### What you will do
Can you update these entries by replacing every "Just give me the box" with "Return only the box" and leaving everything else as it is?
━━━━━ The input ━━━━━
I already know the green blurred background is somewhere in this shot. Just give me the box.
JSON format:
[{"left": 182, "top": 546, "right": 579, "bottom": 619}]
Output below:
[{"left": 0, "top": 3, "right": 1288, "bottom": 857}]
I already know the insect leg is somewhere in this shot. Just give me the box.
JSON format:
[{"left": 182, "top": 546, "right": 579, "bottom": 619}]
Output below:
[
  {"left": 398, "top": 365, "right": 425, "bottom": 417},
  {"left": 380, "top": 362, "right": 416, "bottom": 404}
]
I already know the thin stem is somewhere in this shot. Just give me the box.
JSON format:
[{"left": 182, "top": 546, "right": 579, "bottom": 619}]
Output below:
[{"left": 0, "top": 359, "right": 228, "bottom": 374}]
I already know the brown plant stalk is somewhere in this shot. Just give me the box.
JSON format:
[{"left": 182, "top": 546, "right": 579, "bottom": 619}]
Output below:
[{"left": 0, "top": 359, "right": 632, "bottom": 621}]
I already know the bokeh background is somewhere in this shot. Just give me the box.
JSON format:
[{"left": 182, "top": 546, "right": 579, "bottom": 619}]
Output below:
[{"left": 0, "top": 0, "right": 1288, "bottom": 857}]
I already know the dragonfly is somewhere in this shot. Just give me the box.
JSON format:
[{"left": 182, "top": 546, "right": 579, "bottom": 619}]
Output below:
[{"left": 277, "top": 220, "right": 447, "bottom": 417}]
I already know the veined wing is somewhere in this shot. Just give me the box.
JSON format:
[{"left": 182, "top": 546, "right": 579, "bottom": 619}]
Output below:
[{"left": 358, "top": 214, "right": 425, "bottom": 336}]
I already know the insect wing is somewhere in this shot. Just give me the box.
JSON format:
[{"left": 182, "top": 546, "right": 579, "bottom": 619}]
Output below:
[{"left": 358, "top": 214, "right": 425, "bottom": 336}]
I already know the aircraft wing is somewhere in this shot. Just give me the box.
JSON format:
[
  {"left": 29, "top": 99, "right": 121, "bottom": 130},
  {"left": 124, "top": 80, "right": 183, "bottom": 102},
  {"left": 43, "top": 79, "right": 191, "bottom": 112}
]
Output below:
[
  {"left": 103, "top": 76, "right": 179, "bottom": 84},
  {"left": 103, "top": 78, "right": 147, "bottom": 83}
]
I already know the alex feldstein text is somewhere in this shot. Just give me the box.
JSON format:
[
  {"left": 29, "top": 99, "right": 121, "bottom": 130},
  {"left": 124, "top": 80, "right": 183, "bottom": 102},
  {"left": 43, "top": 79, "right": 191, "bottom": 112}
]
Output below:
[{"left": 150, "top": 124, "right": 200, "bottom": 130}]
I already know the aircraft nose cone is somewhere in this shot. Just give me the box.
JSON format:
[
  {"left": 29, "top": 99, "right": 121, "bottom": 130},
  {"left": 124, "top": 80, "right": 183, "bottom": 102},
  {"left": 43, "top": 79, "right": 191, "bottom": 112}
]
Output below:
━━━━━
### Task result
I already know the green blurred background is somewhere in this shot. Return only the box.
JSON format:
[{"left": 182, "top": 546, "right": 579, "bottom": 619}]
Output below:
[{"left": 0, "top": 3, "right": 1288, "bottom": 857}]
I already know the insect leg is somewhere in this shot. Return only the box.
JSON format:
[{"left": 182, "top": 546, "right": 579, "bottom": 619}]
Output below:
[
  {"left": 398, "top": 365, "right": 425, "bottom": 417},
  {"left": 380, "top": 362, "right": 416, "bottom": 404}
]
I already know the thin stem is somewhere in this shot. Return only the box.
JSON format:
[{"left": 182, "top": 546, "right": 579, "bottom": 619}]
Output below:
[{"left": 0, "top": 359, "right": 228, "bottom": 374}]
I already know the brown plant stalk is somewhere in this shot. Return only the box.
JSON format:
[{"left": 182, "top": 546, "right": 579, "bottom": 619}]
Output below:
[{"left": 0, "top": 359, "right": 632, "bottom": 621}]
I already know the bokeh background is somewhere in this shot. Return only the box.
JSON format:
[{"left": 182, "top": 546, "right": 579, "bottom": 619}]
Output below:
[{"left": 0, "top": 0, "right": 1288, "bottom": 857}]
I already know the dragonfly is somewhere in this shot. Return only the box.
JSON format:
[{"left": 182, "top": 546, "right": 579, "bottom": 619}]
Output below:
[{"left": 277, "top": 220, "right": 447, "bottom": 417}]
I already know the veined wing is somewhere in this shot. Return only the box.
JSON format:
[{"left": 182, "top": 546, "right": 579, "bottom": 619}]
Output below:
[{"left": 358, "top": 214, "right": 425, "bottom": 336}]
I already know the insect wing is somewhere in this shot. Return only the box.
JSON format:
[{"left": 182, "top": 546, "right": 579, "bottom": 619}]
Output below:
[{"left": 358, "top": 214, "right": 425, "bottom": 336}]
I already know the aircraft wing is somewhere in this shot. Return only the box.
JSON format:
[
  {"left": 29, "top": 99, "right": 121, "bottom": 130},
  {"left": 124, "top": 80, "right": 183, "bottom": 102},
  {"left": 43, "top": 79, "right": 191, "bottom": 112}
]
Output below:
[
  {"left": 103, "top": 76, "right": 179, "bottom": 84},
  {"left": 103, "top": 78, "right": 147, "bottom": 83}
]
I already know the alex feldstein text is somewhere in this shot. Return only the box.
JSON format:
[
  {"left": 29, "top": 99, "right": 121, "bottom": 130},
  {"left": 124, "top": 80, "right": 183, "bottom": 102},
  {"left": 43, "top": 79, "right": 191, "bottom": 112}
]
Output below:
[{"left": 150, "top": 124, "right": 200, "bottom": 130}]
I already know the aircraft nose cone is somewhere in this shot. Return only the box.
JSON format:
[
  {"left": 29, "top": 99, "right": 121, "bottom": 130},
  {"left": 124, "top": 80, "right": 183, "bottom": 102},
  {"left": 43, "top": 79, "right": 191, "bottom": 112}
]
Output below:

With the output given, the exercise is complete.